ANATOMY OF A RECORD HANG
ca. the Spring of 2018
|Larry "Fuzz-O" Dolman||Oct 20, 2019|
On April 1st, 2018, at an otherwise undisclosed private residence in the Rogers Park neighborhood of Chicago, our subjects A and B sit down, open respective bottles of Larry's Latest Sour Ale, and prepare to listen to as many records as possible. Before anything is placed on the turntable, our subjects find themselves talking about Now More Than Ever, a recent Netflix documentary on the long-running rock band Chicago. Both reveal a strong appreciation for the band's early and mid-period work, with Subject A referring to the possibly apocryphal quote from Jimi Hendrix in which, after attending an early Los Angeles gig by what was then still known as the Chicago Transit Authority (or "the CTA"), he approached reeds/woodwinds player Walter Parazaider and told him, "your horn section has one lung, and your guitar player is better than me." Subjects A and B agree that Hendrix was at least half-wrong, definitely a(n even) better soloist, and inarguably a more breathtaking overall rock'n'roll presence, than original Chicago guitarist Terry Kath.
That said, Kath is inarguably a monster guitarist himself, also a great soloist and an even better rhythm guitarist, not to mention a great singer in the then-abundant 'white Ray Charles' mode. The documentary makes it extremely clear that the band was never the same after Kath's accidental gunshot death in 1978 at age 31. Subject B says he still likes the band's Cetera-forward pop chart hits of the 1980s; Subject A says he would've frivolously agreed before viewing the documentary, where the contrast between the bad-ass Kath years and the later lite-rock shite was so dire (the band essentially becoming a richer-man's Toto, whipping boys for writer/producer David Foster, with Cetera's chiseled-yet-gaunt health-nut countenance and glaring eyeballs an increasingly unsettling brand ambassador) that he changed his mind on the spot.

:::::

*Task instructions:*
a) In the record hang account, what year did Terry Kath die, and at what age?
b) What strengths does the record hang account credit to Terry Kath? List every one.

:::::

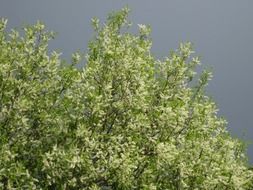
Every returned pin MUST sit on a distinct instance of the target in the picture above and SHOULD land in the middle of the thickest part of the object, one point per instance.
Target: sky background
(221, 32)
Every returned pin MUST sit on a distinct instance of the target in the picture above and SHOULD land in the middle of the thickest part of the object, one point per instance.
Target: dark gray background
(221, 31)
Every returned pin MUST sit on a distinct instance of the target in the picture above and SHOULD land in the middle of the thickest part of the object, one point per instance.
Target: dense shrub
(123, 121)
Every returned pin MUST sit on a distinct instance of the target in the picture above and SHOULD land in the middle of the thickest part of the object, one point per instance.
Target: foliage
(124, 121)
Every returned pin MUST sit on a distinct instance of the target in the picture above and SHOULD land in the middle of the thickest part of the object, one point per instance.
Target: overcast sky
(221, 31)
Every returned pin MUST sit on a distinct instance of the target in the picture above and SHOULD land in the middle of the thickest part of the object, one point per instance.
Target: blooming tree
(124, 121)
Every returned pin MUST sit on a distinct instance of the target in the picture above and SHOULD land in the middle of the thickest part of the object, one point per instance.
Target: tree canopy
(124, 120)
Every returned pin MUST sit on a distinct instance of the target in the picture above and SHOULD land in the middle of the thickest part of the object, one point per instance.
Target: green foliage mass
(124, 121)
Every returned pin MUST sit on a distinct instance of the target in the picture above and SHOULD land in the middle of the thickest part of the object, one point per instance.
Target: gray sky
(220, 30)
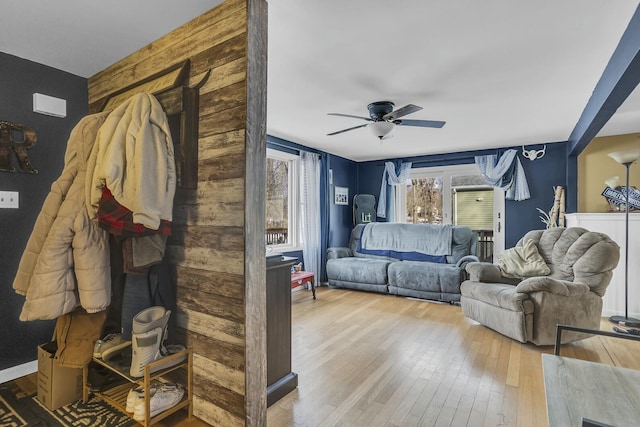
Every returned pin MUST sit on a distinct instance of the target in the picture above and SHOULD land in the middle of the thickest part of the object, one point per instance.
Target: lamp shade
(612, 182)
(624, 157)
(381, 128)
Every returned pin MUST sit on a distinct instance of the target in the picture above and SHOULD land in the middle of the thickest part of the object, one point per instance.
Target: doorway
(455, 195)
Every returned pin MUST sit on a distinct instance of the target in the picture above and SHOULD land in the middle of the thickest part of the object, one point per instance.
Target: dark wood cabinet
(280, 379)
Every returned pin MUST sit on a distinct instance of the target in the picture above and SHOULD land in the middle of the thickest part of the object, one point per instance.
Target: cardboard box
(56, 386)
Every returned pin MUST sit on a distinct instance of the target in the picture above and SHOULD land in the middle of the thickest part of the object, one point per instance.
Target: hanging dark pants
(146, 290)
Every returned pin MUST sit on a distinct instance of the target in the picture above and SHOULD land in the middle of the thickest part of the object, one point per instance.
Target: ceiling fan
(383, 119)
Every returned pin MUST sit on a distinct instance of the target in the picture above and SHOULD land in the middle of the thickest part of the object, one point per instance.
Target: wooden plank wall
(221, 298)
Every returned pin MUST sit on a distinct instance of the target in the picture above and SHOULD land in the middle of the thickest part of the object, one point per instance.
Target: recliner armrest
(484, 272)
(462, 262)
(553, 286)
(338, 252)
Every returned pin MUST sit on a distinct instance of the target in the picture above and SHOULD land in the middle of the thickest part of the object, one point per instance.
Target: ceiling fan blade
(401, 112)
(421, 123)
(349, 115)
(348, 129)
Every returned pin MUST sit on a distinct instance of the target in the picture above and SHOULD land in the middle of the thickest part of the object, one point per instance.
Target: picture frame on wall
(341, 196)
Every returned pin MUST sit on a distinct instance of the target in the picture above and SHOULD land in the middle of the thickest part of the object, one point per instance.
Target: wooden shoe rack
(117, 395)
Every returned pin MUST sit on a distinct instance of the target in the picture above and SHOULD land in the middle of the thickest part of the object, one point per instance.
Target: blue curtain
(507, 174)
(391, 177)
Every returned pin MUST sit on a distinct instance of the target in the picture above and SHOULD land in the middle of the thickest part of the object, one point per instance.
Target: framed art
(341, 195)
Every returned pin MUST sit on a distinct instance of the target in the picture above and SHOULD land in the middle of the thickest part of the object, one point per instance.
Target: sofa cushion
(498, 295)
(360, 270)
(425, 276)
(523, 261)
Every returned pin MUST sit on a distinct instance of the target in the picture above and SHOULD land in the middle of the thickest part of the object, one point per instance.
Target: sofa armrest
(338, 252)
(552, 286)
(462, 262)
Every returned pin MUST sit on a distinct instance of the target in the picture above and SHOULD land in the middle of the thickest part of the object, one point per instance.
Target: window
(431, 195)
(282, 201)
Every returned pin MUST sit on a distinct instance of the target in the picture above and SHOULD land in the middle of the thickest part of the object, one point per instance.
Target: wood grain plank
(214, 27)
(215, 415)
(229, 355)
(214, 282)
(221, 375)
(215, 305)
(210, 326)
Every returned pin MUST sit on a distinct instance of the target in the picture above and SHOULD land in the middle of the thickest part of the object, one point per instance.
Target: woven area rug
(17, 410)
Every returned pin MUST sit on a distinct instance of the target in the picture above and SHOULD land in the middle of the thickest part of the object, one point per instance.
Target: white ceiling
(499, 72)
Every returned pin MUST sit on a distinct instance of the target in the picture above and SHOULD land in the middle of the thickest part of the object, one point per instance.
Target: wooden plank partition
(217, 246)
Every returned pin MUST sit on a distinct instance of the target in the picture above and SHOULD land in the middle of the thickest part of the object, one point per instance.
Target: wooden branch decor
(8, 131)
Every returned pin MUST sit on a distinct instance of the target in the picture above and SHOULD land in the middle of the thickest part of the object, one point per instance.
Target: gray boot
(148, 334)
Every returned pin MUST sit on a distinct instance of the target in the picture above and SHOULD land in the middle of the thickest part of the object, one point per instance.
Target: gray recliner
(528, 309)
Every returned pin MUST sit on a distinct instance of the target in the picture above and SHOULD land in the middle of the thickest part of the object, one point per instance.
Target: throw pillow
(523, 261)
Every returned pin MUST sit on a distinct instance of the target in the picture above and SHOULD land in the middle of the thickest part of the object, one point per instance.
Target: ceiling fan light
(381, 129)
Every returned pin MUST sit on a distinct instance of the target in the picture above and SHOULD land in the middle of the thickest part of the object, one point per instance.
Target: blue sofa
(395, 258)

:::::

*Task answers:*
a) He died in 1978 at age 31.

b)
- A monster guitarist
- A great soloist
- An even better rhythm guitarist
- A great singer in the then-abundant 'white Ray Charles' mode